◆ Records supplied
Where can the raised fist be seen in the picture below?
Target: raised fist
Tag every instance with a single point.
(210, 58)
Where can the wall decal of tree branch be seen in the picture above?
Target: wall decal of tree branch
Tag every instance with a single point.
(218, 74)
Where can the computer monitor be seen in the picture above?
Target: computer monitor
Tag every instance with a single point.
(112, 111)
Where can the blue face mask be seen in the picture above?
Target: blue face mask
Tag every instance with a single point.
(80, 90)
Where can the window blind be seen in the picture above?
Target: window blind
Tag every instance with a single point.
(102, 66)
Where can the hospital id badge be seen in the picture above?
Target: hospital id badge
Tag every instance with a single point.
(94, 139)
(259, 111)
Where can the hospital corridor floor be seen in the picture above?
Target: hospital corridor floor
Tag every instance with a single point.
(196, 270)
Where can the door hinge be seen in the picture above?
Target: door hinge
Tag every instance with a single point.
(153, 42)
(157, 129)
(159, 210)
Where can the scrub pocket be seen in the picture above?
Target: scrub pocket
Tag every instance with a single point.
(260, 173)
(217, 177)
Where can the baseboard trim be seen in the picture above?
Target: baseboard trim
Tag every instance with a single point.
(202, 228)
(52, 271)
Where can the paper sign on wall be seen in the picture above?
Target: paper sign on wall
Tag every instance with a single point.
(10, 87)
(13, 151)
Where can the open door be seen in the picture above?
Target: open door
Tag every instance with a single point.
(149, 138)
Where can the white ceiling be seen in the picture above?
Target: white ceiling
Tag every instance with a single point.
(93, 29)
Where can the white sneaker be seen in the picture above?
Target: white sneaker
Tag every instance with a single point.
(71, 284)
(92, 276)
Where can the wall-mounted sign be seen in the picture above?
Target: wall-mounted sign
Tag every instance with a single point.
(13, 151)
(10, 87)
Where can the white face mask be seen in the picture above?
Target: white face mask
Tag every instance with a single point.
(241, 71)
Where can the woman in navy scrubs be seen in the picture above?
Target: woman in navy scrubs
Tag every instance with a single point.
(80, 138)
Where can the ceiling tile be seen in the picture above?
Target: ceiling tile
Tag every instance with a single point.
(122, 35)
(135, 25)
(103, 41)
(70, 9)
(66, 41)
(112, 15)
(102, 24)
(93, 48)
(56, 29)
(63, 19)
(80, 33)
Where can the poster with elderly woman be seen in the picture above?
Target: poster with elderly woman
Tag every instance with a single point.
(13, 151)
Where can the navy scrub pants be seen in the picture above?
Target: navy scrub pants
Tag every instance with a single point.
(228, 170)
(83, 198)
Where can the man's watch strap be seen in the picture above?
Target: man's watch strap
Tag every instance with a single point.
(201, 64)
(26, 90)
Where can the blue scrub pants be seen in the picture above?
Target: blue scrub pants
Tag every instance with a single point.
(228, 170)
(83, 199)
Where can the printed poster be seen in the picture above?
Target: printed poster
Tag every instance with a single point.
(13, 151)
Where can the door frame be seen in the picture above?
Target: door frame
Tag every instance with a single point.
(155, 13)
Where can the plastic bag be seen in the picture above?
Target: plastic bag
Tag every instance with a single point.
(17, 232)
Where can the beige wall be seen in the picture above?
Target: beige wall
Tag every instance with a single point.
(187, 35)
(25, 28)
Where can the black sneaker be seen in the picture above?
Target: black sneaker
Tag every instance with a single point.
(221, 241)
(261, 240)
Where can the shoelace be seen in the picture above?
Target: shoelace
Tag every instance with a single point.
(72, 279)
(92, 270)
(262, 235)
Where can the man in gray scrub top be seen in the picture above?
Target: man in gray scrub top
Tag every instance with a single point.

◆ What the task asks
Every line of the material must be returned exactly as it appears.

◆ Exercise response
Where can the raised fist be seen in the picture below?
Target: raised fist
Tag every instance with a single point.
(210, 58)
Where can the wall decal of tree branch be seen in the picture above?
Target: wall decal of tree branch
Tag every instance with a single point.
(218, 74)
Where can the computer monitor be seen in the picture above?
Target: computer monitor
Tag every instance with a single point.
(112, 111)
Where can the blue face mask be seen in the picture above?
Target: blue face mask
Tag every instance with a single point.
(80, 90)
Where can the window blind be seen in the picture above?
Target: window blind
Tag every instance with a single point.
(102, 66)
Where can the hospital id badge be seen in the picture above?
Target: hospital id badge
Tag every instance with a single point.
(94, 139)
(259, 111)
Where can the hospital corridor floor be seen in the picture above?
Target: hospital corridor floor
Tag every instance with a single point.
(196, 270)
Where can the door hinge be seen in the picture above?
Target: door hinge
Tag every instance with a single point.
(153, 42)
(157, 129)
(159, 210)
Where can the scrub pocket be seen in the picture above?
Target: scrub pocket
Tag every instance with a single point.
(260, 173)
(217, 177)
Where can the baseboard trim be seen in the picture above?
Target: baseboard trim
Tag every instance with a single point.
(202, 228)
(52, 271)
Where can the paper sign on wall be seen in the picture above?
Target: paper sign on wall
Tag every instance with a single point.
(10, 87)
(13, 151)
Where can the open door be seen in the picture above?
Target: open door
Tag every instance with a single point.
(149, 138)
Where can the white ceiling be seen in the picture above?
Target: white ceiling
Tag every instance with a single point.
(93, 29)
Where can the white sneaker be seen in the picture above?
Target: white sneaker
Tag every instance with a single point.
(71, 284)
(92, 276)
Where can the wall-mounted sign be seen in the picture above?
Target: wall-mounted sign
Tag every instance with a single point.
(13, 151)
(10, 87)
Where can the white face mask be seen in the picture above?
Target: white face mask
Tag every instance with a single point.
(241, 71)
Where can the woman in navy scrubs be seen in the picture above?
Target: woman in navy scrubs
Tag every instance with a single point.
(80, 138)
Where can the ceiling tile be seen in the picture above?
Target: ceiling tile
Tag every instance with a single point.
(122, 35)
(135, 25)
(103, 41)
(70, 9)
(66, 41)
(112, 15)
(102, 24)
(93, 48)
(56, 29)
(63, 19)
(80, 33)
Where can the poster with elderly woman be seen in the picture above?
Target: poster with elderly woman
Tag every instance with a single point.
(13, 151)
Where can the navy scrub pants be seen in the picture above?
Target: navy scrub pants
Tag every instance with a single point.
(228, 170)
(83, 198)
Where can the man's watch strap be seen in the picture above?
Target: man's watch strap
Tag every instance with a single point.
(201, 64)
(26, 90)
Where can the blue scrub pants be seen in the picture above?
Target: blue scrub pants
Tag every instance with a single point.
(228, 170)
(83, 199)
Where can the printed poster be seen in the picture above?
Target: printed poster
Tag every instance with a single point.
(13, 151)
Where can the door frame be seen in the picture above?
Target: door frame
Tag every instance with a single point.
(155, 13)
Where can the plastic bag be seen in the picture above?
Target: plastic bag
Tag every instance with a single point.
(17, 232)
Where can the beige wall be seen in the picture above?
Target: beige wall
Tag every instance with a single point.
(187, 35)
(25, 28)
Where can the black sneaker be seen in the picture above?
Target: black sneaker
Tag every instance with a single point.
(221, 241)
(261, 240)
Where can the shoelace be seen in the picture above?
Target: shoelace
Tag every instance with a single point.
(72, 279)
(92, 270)
(262, 235)
Where can the man in gray scrub top be seen in the picture above?
Target: man in gray scrub top
Tag every instance with a single point.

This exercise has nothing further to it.